- _Short exercise_:
Output exactly the lines between the line that contains "Where can you spot the tree branch" and the last line of the material, counting both.

- _Records supplied_:
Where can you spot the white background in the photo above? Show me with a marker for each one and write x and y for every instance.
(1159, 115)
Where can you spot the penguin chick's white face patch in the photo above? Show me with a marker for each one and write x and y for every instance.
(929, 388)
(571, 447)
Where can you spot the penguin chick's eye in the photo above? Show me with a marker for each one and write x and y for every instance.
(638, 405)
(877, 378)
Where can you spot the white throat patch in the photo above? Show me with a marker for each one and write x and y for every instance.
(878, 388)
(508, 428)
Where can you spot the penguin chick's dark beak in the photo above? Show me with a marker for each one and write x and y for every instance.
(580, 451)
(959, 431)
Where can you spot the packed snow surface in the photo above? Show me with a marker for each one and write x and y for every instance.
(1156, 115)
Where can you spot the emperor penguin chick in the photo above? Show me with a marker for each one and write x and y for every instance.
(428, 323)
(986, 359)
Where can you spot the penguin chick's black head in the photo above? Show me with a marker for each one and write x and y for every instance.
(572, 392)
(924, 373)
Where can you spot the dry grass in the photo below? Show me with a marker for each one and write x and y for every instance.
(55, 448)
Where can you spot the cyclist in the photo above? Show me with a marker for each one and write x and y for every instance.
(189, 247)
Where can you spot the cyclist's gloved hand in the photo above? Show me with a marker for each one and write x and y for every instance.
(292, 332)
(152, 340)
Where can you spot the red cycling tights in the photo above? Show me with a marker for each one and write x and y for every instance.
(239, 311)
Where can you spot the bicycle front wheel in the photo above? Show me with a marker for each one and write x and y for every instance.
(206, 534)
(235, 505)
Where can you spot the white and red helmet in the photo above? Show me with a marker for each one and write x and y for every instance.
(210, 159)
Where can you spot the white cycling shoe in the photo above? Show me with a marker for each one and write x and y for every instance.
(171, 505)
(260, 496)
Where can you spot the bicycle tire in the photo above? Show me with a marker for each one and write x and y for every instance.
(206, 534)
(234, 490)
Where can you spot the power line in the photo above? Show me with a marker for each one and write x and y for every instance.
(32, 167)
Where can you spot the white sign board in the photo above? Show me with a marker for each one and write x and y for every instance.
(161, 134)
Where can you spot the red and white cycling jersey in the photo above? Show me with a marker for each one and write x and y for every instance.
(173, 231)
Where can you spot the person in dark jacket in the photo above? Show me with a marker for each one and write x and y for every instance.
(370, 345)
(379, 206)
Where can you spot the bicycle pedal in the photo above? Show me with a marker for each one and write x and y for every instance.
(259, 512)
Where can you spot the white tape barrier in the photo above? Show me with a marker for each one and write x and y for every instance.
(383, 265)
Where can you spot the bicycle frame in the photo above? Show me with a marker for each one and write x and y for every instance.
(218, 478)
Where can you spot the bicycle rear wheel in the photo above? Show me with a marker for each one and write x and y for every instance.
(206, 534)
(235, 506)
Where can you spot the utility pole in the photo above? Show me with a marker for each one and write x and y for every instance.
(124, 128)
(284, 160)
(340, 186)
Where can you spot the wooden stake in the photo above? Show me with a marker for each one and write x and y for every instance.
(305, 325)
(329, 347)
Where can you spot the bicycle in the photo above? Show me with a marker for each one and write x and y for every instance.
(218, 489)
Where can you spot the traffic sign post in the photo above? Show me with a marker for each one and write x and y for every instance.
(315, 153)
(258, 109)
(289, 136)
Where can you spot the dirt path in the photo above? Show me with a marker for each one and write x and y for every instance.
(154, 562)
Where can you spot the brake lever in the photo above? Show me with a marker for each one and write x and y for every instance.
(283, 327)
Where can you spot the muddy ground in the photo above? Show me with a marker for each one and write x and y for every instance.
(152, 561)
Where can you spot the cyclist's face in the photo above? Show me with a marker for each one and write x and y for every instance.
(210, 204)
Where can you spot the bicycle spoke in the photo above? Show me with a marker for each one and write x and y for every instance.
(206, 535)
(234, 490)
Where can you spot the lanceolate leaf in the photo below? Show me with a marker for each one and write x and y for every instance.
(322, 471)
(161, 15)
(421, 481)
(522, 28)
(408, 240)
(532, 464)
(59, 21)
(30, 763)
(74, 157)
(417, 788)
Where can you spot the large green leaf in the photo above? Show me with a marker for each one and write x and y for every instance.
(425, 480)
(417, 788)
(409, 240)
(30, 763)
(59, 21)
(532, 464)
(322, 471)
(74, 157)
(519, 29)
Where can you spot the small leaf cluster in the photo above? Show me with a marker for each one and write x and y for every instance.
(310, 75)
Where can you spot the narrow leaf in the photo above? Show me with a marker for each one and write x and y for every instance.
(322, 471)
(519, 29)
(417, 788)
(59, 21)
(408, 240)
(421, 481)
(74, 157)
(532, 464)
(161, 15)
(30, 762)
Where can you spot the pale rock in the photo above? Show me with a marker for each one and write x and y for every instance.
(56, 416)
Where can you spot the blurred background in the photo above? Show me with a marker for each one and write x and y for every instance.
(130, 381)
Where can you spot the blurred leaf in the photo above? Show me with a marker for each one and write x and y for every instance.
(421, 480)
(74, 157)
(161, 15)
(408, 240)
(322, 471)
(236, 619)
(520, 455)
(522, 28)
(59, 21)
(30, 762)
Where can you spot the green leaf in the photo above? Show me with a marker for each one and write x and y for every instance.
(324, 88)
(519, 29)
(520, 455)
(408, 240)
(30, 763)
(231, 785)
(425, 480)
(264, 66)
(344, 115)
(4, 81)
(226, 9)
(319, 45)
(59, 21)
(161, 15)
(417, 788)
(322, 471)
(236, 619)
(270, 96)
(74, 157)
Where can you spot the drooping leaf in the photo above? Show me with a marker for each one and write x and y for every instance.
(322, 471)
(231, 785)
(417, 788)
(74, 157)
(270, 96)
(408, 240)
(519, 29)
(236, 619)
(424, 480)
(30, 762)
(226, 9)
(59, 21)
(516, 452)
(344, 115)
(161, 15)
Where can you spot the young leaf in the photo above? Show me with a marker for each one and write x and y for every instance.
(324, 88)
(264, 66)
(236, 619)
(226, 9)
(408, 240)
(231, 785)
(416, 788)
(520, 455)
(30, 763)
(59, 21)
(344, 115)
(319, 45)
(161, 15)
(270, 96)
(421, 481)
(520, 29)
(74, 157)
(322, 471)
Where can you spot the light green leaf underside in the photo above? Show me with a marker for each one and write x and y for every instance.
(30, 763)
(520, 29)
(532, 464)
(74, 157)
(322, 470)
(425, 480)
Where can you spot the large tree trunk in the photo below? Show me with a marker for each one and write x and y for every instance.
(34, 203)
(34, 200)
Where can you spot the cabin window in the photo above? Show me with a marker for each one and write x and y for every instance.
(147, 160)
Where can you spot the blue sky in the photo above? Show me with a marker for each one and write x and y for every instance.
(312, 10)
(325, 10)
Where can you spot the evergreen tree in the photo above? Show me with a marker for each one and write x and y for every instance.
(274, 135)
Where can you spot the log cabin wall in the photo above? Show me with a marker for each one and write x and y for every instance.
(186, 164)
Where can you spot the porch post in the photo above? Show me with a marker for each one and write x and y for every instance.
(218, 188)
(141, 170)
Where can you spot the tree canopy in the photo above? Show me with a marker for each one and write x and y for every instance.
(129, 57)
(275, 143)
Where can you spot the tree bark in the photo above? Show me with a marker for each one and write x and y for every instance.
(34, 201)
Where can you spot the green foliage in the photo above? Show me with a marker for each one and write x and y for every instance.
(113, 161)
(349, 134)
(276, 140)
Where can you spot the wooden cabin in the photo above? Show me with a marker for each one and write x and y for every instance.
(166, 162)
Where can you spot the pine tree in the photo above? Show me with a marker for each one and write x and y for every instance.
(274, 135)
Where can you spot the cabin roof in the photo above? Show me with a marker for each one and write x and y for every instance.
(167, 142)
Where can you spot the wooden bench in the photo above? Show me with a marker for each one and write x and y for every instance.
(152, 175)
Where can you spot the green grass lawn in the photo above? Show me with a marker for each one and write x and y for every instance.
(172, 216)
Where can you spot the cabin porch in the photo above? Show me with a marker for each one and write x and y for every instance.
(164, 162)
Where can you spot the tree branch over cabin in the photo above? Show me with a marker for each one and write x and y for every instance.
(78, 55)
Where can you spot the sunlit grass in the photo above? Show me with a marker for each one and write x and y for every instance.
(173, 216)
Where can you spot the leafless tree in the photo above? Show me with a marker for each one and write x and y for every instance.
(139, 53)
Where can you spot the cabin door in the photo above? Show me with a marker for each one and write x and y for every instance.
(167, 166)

- _Response for this exercise_:
Where can you spot the tree branch over cabin in the photo above? Show me with a marker for each one and write x and y for every instance.
(78, 55)
Where can you spot the sunlit grass in the photo above? Show me with a marker for each one and write x and y for every instance.
(173, 216)
Where can you spot the leafless tree in the photo above? Show me with a marker for each one and write x and y for every instance.
(139, 53)
Where can you spot the cabin door in the photo above? Show me with a marker for each one and write x and y for every instance.
(167, 166)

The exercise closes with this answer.